(Dataset entries)
################

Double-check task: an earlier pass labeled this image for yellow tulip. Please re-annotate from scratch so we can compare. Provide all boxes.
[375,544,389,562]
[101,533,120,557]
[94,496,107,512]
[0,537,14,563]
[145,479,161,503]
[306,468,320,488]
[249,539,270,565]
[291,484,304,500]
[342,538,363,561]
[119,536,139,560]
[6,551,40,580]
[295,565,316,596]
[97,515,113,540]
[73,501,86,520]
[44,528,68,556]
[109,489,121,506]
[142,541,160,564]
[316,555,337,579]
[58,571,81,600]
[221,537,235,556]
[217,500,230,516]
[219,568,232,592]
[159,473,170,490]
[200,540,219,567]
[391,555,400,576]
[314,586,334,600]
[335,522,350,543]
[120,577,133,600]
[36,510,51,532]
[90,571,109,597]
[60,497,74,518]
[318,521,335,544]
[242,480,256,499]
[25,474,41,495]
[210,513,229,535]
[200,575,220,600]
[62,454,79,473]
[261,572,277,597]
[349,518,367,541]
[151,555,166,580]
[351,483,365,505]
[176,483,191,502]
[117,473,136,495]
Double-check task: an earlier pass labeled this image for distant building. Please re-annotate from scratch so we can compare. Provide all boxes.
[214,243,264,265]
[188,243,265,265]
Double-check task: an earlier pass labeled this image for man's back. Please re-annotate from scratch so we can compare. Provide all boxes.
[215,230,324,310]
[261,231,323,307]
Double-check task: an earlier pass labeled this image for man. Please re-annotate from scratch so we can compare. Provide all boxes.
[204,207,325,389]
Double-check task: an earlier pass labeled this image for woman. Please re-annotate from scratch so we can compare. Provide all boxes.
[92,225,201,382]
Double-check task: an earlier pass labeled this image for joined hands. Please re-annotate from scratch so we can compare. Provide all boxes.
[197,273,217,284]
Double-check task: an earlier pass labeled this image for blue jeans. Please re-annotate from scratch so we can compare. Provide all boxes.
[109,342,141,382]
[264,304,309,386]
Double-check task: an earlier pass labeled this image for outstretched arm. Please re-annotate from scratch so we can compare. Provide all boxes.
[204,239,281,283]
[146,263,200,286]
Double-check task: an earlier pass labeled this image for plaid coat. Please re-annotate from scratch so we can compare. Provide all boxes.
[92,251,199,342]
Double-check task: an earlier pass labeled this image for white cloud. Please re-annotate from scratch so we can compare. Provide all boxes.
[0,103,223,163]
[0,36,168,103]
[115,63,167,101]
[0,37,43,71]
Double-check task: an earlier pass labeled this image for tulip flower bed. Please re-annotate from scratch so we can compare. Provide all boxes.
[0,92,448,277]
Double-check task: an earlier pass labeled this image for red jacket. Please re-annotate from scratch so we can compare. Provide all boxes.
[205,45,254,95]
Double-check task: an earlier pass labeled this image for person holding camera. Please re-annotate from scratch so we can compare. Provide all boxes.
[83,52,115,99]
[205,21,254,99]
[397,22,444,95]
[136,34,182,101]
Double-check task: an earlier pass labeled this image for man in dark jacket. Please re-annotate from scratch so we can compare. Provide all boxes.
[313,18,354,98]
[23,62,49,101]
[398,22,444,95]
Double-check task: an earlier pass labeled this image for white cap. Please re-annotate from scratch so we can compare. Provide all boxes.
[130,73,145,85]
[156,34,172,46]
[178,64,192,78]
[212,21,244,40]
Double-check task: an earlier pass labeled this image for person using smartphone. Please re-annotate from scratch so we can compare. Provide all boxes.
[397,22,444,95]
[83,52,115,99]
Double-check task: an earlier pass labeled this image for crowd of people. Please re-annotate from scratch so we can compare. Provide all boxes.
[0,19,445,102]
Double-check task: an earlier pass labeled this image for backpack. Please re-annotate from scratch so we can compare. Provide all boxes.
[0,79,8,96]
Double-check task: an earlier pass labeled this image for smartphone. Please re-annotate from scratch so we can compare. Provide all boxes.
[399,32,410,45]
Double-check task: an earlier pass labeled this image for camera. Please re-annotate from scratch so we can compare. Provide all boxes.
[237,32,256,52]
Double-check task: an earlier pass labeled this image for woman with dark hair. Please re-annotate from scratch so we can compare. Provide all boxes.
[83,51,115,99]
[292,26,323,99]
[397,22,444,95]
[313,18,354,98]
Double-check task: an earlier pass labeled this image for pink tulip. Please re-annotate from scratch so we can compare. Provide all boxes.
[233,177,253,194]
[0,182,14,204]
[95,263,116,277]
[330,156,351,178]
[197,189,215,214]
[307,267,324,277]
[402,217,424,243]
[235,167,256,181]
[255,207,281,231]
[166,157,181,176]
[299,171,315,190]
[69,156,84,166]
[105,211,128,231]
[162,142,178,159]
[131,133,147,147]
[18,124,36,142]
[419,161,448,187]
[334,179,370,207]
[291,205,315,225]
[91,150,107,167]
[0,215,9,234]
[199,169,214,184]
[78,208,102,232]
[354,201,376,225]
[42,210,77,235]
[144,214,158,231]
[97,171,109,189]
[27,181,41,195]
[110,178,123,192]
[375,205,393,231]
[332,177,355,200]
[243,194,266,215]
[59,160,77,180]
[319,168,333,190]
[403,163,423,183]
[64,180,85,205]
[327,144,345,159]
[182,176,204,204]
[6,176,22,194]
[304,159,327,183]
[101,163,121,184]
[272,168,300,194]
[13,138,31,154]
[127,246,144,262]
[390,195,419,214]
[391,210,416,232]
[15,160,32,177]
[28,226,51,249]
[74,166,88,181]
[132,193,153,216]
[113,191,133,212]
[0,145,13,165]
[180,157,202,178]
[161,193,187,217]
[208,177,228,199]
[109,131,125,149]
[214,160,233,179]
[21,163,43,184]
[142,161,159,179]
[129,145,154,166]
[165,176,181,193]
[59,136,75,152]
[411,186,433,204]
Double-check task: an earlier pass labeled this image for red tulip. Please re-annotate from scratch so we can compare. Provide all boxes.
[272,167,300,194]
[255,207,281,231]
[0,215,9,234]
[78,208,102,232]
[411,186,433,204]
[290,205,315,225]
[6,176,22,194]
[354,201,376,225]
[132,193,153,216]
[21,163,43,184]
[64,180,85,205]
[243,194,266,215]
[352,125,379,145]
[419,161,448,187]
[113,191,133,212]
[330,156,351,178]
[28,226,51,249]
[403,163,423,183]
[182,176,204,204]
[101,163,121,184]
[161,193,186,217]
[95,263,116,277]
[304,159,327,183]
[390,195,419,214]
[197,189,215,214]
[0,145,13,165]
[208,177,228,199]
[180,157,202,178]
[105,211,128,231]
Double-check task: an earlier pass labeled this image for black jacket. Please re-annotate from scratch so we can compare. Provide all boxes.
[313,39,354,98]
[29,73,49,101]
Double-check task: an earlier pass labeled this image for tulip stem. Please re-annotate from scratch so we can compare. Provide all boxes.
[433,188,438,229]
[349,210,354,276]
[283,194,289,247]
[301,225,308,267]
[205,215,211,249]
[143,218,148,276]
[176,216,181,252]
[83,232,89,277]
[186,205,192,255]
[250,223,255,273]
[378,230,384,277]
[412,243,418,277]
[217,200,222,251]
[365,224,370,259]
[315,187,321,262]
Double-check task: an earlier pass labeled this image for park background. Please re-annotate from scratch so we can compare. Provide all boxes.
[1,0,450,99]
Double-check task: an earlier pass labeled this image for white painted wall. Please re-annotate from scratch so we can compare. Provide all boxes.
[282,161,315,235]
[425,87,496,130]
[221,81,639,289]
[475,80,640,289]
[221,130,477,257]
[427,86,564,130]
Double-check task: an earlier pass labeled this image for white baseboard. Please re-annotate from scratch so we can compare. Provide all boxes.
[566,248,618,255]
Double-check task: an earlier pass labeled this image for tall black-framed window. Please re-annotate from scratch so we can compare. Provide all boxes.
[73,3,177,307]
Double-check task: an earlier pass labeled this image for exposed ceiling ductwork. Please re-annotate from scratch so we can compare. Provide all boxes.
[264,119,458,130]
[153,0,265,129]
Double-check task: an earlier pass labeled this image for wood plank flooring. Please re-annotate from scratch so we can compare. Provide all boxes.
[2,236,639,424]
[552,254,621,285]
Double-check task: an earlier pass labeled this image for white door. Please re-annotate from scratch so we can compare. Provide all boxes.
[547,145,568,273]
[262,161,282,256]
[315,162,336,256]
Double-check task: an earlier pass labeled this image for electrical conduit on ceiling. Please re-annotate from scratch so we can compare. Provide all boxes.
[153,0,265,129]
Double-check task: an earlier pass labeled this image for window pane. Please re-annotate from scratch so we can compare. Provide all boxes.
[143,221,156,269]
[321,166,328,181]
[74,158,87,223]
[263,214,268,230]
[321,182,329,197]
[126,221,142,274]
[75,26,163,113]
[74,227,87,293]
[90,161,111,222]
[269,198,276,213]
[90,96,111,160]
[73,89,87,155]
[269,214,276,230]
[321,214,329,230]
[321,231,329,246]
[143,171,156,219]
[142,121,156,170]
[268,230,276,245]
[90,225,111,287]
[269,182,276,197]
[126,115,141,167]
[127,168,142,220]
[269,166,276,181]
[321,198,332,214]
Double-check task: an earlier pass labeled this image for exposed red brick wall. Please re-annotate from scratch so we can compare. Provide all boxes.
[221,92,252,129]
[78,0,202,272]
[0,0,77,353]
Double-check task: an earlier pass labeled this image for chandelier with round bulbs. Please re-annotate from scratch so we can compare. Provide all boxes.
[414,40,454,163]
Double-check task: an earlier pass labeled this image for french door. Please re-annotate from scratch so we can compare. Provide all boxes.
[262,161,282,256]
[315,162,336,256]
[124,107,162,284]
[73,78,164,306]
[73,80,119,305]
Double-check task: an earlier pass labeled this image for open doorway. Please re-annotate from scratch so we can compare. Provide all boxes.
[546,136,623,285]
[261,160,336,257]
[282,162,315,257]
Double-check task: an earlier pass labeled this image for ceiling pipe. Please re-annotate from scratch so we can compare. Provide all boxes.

################

Take the line containing "for white door." as the start and the last line of the data as the end, and reproduce that range exactly.

Double-check task: an earlier pass labeled this image for white door. Please re-annotate from scratch so we can compare. Provide all boxes.
[547,145,568,273]
[262,161,282,256]
[315,162,336,256]
Double-check task: an earlier pass labeled this image for electrical conduit on ceiling. Please re-annotate from scratch so we can compare. Provide all boxes.
[153,0,265,129]
Double-check task: an earlier pass labeled this image for window pane. Please re-annotate from scratch so we can compare. Provide all boxes.
[143,221,156,269]
[321,166,328,181]
[74,158,87,223]
[263,214,268,230]
[321,182,329,197]
[126,221,142,274]
[75,26,163,113]
[74,227,87,293]
[90,161,111,222]
[269,198,276,213]
[90,96,111,160]
[73,89,87,155]
[269,214,276,230]
[321,214,329,230]
[321,231,329,246]
[143,171,156,219]
[142,121,156,170]
[268,230,276,245]
[90,225,111,287]
[269,182,276,197]
[126,115,141,167]
[127,168,142,220]
[269,166,276,181]
[321,198,332,214]
Double-check task: an earlier pass labeled this image for exposed red brick wall. Please re-annotate from scratch so we can compare. Provide all boxes.
[221,92,252,129]
[78,0,202,272]
[0,0,77,353]
Double-check task: an earlier pass labeled this image for chandelier with round bulbs. Please re-annotate from scratch so we can compare. Provide all boxes.
[414,40,454,163]
Double-check task: an earlier pass labeled this image for french door. Please re-annotate from scratch so we can compare. Provide all boxes.
[262,161,282,256]
[315,162,336,256]
[124,107,162,284]
[73,78,164,306]
[73,80,119,305]
Double-check task: an earlier pass labeled this image for open doorway. Please re-annotate from scratch so we can compare. Provide all boxes.
[546,136,623,285]
[261,160,336,257]
[282,162,315,257]
Double-check task: an earlier pass labeled this image for ceiling pipe. Please re-annotate from scratch so we can compare. Provide all boxes.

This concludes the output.